Stored items from a collection
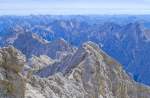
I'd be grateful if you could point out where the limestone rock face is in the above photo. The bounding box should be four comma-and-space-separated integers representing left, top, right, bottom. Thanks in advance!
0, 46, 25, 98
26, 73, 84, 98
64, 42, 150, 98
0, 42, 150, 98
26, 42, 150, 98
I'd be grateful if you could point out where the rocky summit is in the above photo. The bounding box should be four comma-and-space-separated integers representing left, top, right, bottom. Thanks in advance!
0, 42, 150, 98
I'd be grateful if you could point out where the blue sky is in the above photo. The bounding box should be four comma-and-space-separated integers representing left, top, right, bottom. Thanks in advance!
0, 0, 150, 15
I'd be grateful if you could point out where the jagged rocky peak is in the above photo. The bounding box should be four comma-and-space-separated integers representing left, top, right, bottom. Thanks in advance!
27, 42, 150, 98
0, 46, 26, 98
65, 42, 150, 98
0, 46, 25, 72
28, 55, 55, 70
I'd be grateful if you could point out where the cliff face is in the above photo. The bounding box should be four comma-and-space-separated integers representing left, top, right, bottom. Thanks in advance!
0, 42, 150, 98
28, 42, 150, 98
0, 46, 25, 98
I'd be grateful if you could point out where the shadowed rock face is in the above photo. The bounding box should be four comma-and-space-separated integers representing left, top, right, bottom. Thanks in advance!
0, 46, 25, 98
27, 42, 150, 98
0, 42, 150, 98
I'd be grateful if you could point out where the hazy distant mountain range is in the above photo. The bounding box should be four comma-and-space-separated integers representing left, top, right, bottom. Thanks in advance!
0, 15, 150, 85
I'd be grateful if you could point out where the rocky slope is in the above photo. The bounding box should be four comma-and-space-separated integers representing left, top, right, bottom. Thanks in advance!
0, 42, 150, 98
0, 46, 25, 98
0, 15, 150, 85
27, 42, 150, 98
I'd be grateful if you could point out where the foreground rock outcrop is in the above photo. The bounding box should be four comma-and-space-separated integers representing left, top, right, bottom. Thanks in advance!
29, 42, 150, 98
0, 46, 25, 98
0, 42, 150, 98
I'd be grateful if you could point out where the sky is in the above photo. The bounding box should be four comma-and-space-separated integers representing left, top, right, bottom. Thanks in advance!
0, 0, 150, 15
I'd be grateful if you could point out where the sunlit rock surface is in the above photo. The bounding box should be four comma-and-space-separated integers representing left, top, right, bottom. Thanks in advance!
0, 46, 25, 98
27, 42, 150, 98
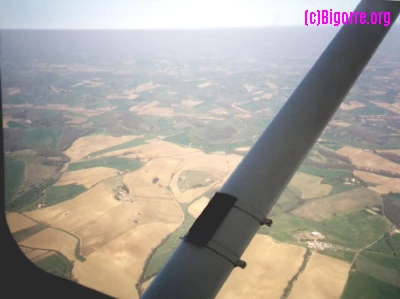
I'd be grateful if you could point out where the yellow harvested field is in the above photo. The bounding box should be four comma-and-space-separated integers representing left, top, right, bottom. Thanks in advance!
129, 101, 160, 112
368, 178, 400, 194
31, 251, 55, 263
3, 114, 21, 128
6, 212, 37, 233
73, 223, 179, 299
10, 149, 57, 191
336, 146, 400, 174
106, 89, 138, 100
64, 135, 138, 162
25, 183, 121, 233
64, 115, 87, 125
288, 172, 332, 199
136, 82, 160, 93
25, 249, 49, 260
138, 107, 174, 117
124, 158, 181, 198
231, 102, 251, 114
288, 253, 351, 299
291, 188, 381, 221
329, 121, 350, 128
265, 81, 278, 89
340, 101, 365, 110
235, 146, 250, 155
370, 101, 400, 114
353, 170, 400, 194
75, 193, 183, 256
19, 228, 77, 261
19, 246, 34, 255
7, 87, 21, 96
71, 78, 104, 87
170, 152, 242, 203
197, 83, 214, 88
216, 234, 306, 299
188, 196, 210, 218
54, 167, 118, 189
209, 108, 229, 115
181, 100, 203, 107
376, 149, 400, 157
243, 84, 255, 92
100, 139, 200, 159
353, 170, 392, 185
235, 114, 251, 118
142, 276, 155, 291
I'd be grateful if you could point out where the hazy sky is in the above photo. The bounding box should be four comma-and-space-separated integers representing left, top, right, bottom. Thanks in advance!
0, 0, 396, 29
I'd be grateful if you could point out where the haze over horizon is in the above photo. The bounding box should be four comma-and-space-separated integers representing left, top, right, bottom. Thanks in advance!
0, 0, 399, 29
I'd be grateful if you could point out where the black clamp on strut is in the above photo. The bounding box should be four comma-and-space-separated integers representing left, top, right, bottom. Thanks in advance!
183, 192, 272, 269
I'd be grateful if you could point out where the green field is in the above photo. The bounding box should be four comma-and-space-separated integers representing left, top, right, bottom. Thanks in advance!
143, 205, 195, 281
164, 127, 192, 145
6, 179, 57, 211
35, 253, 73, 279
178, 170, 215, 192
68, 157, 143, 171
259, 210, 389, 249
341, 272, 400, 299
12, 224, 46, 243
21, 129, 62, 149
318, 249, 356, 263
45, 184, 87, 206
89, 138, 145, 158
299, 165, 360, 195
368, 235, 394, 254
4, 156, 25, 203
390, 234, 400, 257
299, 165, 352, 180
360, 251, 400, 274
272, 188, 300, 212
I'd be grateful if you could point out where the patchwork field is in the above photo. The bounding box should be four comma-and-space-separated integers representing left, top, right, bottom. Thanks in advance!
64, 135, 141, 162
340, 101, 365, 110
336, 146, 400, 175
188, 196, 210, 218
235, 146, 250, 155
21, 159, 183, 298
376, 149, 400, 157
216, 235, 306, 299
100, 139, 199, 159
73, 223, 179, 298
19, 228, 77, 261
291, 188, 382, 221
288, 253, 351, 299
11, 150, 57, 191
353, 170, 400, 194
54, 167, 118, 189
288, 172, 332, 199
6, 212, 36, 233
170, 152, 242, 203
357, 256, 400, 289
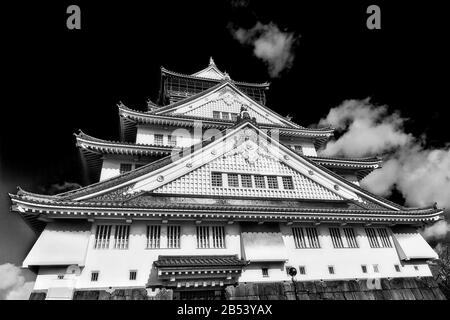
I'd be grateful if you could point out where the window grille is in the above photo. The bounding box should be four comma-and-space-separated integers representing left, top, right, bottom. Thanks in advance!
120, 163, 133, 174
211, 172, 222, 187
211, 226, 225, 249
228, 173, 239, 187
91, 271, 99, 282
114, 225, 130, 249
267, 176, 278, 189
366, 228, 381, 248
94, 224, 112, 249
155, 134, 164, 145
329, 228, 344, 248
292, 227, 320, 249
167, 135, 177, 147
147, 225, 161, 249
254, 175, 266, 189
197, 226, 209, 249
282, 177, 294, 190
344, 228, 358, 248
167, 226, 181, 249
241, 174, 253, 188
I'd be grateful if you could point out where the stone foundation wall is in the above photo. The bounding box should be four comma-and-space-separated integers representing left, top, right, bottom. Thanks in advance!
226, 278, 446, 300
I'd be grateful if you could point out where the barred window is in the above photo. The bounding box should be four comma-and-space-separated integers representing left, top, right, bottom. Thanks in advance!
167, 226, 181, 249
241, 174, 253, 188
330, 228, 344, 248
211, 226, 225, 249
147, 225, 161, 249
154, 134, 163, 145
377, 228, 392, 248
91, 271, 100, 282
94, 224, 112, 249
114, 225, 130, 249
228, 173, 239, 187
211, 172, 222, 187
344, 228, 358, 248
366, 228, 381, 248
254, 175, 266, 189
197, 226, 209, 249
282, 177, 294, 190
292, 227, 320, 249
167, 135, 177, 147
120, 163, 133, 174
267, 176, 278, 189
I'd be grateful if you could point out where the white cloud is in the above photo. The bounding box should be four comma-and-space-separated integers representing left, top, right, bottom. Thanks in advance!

__DESCRIPTION OF THE TASK__
Could you reproduce the records above word for word, leaving out the pictures?

__EXERCISE ANSWER__
I'd be grateful if you could point out where the limestone rock face is in the above photo. The bounding box should be four comma-and-space-separated integers representing left, top, right, bottom. Thanks in advance!
0, 46, 25, 98
26, 73, 84, 98
64, 42, 150, 98
0, 42, 150, 98
26, 42, 150, 98
I'd be grateful if you could point out where the rocky summit is in the above photo. The bounding box should be four comma-and-space-separated integers representing left, top, right, bottom. Thanks in advance!
0, 42, 150, 98
I'd be grateful if you could point out where the blue sky is in the above photo. The bounding box should be four comma-and-space-separated integers representing left, top, right, bottom. Thanks in advance!
0, 0, 150, 15
I'd be grateful if you could point out where the jagged rocky peak is in the above photo. The bounding box should be four comma-and-space-separated integers representing left, top, right, bottom. Thanks in advance!
27, 42, 150, 98
0, 46, 26, 98
65, 42, 150, 98
0, 46, 25, 72
28, 55, 55, 70
I'd be grateful if you could point out where the cliff face is in the above photo. The bounding box should be four comma-and-space-separated integers representing left, top, right, bottom. Thanks in advance!
0, 42, 150, 98
28, 42, 150, 98
0, 46, 25, 98
I'd be grateful if you could point out where the shadowed rock face is in the above photo. The bounding box should be four comma-and-space-separated integers representing left, top, right, bottom. Thanks in advance!
0, 46, 25, 98
27, 42, 150, 98
0, 42, 150, 98
I'd be grateful if you could point out where the hazy distant mountain range is in the above photo. The bounding box should be four comma-and-space-separated integers representing left, top, right, bottom. Thanks in advance!
0, 15, 150, 85
I'd be grateful if you could point out where the rocky slope is in the above photo. The bounding box should be four comma-and-space-separated integers representing left, top, right, bottom. Thanks in advance!
0, 42, 150, 98
0, 46, 25, 98
0, 15, 150, 85
27, 42, 150, 98
I'd be grateful if you could point out where the foreground rock outcrop is in the above photo. The bounding box should be four comma-and-space-separated integers representing left, top, right, bottom. Thanks in advance!
29, 42, 150, 98
0, 46, 25, 98
0, 42, 150, 98
I'd be grateful if you could point out where the sky is in the above photo. The bounding box should be four comma-and-space-separated integers representing left, top, right, bottom. Thanks in advance!
0, 0, 150, 15
I'd be grateful if you could point out where the sunlit rock surface is in the above photo. The bounding box should be four comma-and-space-separated integers representing left, top, right, bottom. Thanks in advance!
0, 46, 25, 98
27, 42, 150, 98
I'd be grateful if you could point out where the yellow harvested field is in the above photo. The bounding box should be four comma-and-space-separated integers representing left, top, right, bottom. Thanks in advance!
129, 101, 160, 112
368, 178, 400, 194
31, 251, 55, 263
3, 114, 21, 128
6, 212, 37, 233
73, 223, 179, 299
10, 149, 57, 191
336, 146, 400, 174
106, 89, 138, 100
64, 135, 138, 162
25, 183, 121, 233
64, 115, 87, 125
288, 172, 332, 199
136, 82, 160, 93
25, 249, 49, 260
138, 107, 174, 117
124, 158, 181, 198
231, 102, 251, 114
288, 253, 351, 299
291, 188, 381, 221
329, 121, 350, 128
265, 81, 278, 89
340, 101, 365, 110
235, 146, 250, 155
370, 101, 400, 114
353, 170, 400, 194
75, 193, 183, 256
19, 228, 77, 261
19, 246, 34, 255
7, 87, 21, 96
71, 78, 104, 87
170, 152, 242, 203
197, 83, 214, 88
216, 234, 306, 299
188, 196, 210, 218
54, 167, 118, 189
209, 108, 229, 115
181, 100, 203, 107
376, 149, 400, 157
243, 84, 255, 92
100, 139, 200, 159
353, 170, 392, 185
235, 114, 251, 118
142, 276, 155, 291
I'd be grateful if you could point out where the hazy sky is in the above photo. The bounding box should be four comma-and-space-separated integers representing left, top, right, bottom. Thanks in advance!
0, 0, 396, 29
I'd be grateful if you could point out where the haze over horizon is in the above photo. The bounding box should be four comma-and-space-separated integers representing left, top, right, bottom. Thanks in advance!
0, 0, 399, 29
I'd be grateful if you could point out where the black clamp on strut is in the above photo. The bounding box should be four comma-and-space-separated integers representing left, top, right, bottom. Thanks in advance!
183, 192, 272, 269
I'd be grateful if you could point out where the green field is in the above photo. The bounding box should be four comma-and-space-separated integers representing left, top, right, bottom. Thanks in advance!
143, 205, 195, 281
164, 127, 192, 145
6, 179, 57, 211
35, 253, 73, 279
178, 170, 215, 192
68, 157, 143, 171
259, 210, 389, 249
341, 272, 400, 299
12, 224, 46, 243
21, 129, 62, 149
318, 249, 356, 263
45, 184, 87, 206
89, 138, 145, 158
299, 165, 360, 195
368, 235, 394, 254
4, 156, 25, 203
390, 234, 400, 257
299, 165, 352, 180
360, 251, 400, 274
272, 188, 300, 212
I'd be grateful if you could point out where the patchwork field is in the above photo. The bounding box should be four comma-and-space-separated integers representing left, top, right, bottom. Thanks in advance!
64, 135, 141, 162
340, 101, 365, 110
336, 146, 400, 175
188, 196, 210, 218
235, 146, 250, 155
21, 159, 183, 298
376, 149, 400, 157
216, 235, 306, 299
100, 139, 199, 159
73, 223, 179, 298
19, 228, 77, 261
291, 188, 382, 221
288, 253, 351, 299
11, 150, 57, 191
353, 170, 400, 194
54, 167, 118, 189
288, 172, 332, 199
6, 212, 36, 233
170, 152, 242, 203
357, 256, 400, 289
I'd be grateful if you could point out where the window grille is in the above photo. The bounding box should be four comma-and-space-separated integers representing left, top, right, bottom. Thanks in advance!
120, 163, 133, 174
211, 172, 222, 187
211, 226, 225, 249
228, 173, 239, 187
91, 271, 99, 282
114, 225, 130, 249
267, 176, 278, 189
366, 228, 381, 248
94, 224, 112, 249
155, 134, 164, 145
329, 228, 344, 248
292, 227, 320, 249
167, 135, 177, 147
147, 225, 161, 249
254, 175, 266, 189
197, 226, 209, 249
282, 177, 294, 190
344, 228, 358, 248
167, 226, 181, 249
241, 174, 253, 188
I'd be grateful if you could point out where the stone foundation wall is in the above photo. The bounding box should be four comma-and-space-separated integers representing left, top, right, bottom. Thanks in advance!
226, 278, 446, 300
I'd be grateful if you could point out where the barred window is in the above photo. The bounding box should be four comma-and-space-separated integers representing left, top, right, bottom. Thanks in advance!
167, 226, 181, 249
241, 174, 253, 188
330, 228, 344, 248
211, 226, 225, 249
147, 225, 161, 249
154, 134, 163, 145
377, 228, 392, 248
91, 271, 100, 282
94, 224, 112, 249
114, 225, 130, 249
228, 173, 239, 187
211, 172, 222, 187
344, 228, 358, 248
366, 228, 381, 248
254, 175, 266, 189
197, 226, 209, 249
282, 177, 294, 190
292, 227, 320, 249
167, 135, 177, 147
120, 163, 133, 174
267, 176, 278, 189
I'd be grateful if you could point out where the white cloud is in the above photo. The bounding box should be four comma-and-space-separated integers representing left, top, right, bottom. Thanks in advance!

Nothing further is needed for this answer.